Reading text

At the most organic level, I don't have a definition of authenticity and real so much as I have a gut level Ni-Se perception of a certain resonance I associate with that. So I'm wondering - does this comment maybe answer that question to some extent or otherwise say anything useful to the discussion?


----------



## Dewymorning (Nov 24, 2012)

ephemereality said:


> Yes, though Te doesn't consider the worth of values being oriented towards thinking. To me, if I am in a group situation where we have to make a common decision based on what is the best for the group, what I would look at strictly would be what external qualities people desire. This is Te in that Te derives and defines based on the external. A square has four sides. So Te doesn't consider values as much as it ascribes people's desires at best as a logical category. That person wants us to do o X, that person wants us to do Y. It cares less about what people actually want as much as it looks at what most people want and derives a logical conclusion that since 87% wanted X, it is the better or more effective option over Y in this case.

Stated goal 1
Rewrite the forum thread, beginning at the words "At the most" and stopping after "(Nov 24, 2012)", with "authenticity" replaced by "sincerity".

Part of a data file

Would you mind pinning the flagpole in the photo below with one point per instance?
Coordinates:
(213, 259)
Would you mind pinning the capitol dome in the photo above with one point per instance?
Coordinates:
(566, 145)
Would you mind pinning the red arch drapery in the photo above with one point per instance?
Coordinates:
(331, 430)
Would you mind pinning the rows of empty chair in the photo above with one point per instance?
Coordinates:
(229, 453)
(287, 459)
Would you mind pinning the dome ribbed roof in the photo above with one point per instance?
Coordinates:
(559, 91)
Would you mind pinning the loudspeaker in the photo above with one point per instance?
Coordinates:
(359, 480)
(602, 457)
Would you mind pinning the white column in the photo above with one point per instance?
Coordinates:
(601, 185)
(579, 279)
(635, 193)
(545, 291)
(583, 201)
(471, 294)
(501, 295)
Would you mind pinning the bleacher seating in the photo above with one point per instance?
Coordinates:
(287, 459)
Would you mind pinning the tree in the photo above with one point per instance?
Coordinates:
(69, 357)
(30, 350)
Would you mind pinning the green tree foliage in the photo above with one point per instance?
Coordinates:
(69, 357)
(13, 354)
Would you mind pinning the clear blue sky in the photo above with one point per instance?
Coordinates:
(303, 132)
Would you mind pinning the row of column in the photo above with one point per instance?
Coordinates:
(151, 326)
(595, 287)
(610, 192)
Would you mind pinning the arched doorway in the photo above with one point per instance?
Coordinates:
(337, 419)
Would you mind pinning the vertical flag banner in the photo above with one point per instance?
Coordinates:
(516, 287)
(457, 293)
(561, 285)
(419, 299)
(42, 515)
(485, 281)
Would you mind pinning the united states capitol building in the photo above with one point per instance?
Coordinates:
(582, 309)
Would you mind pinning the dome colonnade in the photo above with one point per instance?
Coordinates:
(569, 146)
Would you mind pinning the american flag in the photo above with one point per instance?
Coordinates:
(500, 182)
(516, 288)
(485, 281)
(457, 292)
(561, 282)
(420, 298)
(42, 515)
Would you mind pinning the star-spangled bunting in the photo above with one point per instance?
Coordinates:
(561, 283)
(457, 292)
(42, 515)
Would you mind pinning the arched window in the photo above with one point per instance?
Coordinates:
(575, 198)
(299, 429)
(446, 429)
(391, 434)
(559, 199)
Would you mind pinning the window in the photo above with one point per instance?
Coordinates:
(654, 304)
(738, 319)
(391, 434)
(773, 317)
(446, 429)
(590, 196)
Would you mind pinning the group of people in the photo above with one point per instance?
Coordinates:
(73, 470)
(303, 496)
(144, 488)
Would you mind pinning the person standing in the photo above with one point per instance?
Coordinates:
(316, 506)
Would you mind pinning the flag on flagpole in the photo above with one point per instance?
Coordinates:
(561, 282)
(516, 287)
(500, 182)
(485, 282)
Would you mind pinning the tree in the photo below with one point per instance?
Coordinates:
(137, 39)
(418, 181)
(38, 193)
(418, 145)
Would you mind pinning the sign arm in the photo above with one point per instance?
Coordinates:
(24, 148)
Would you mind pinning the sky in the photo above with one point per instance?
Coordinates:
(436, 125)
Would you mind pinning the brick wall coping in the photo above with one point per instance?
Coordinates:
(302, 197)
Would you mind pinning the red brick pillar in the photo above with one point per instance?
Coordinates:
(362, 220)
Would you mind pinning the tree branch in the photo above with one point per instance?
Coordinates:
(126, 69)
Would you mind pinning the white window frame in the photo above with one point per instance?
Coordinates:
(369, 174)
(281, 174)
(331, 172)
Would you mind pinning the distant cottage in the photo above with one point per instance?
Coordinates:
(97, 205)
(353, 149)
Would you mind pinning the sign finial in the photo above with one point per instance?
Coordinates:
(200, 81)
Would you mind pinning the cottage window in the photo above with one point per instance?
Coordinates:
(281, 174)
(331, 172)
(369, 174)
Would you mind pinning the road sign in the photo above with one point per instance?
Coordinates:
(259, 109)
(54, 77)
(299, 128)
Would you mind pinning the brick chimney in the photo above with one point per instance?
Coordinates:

Stated goal 2
Give the number of lines in the records that contain the string "window", and nothing else.

Problem solution 1
At the most organic level, I don't have a definition of sincerity and real so much as I have a gut level Ni-Se perception of a certain resonance I associate with that. So I'm wondering - does this comment maybe answer that question to some extent or otherwise say anything useful to the discussion?


----------



## Dewymorning (Nov 24, 2012)

Problem solution 2
4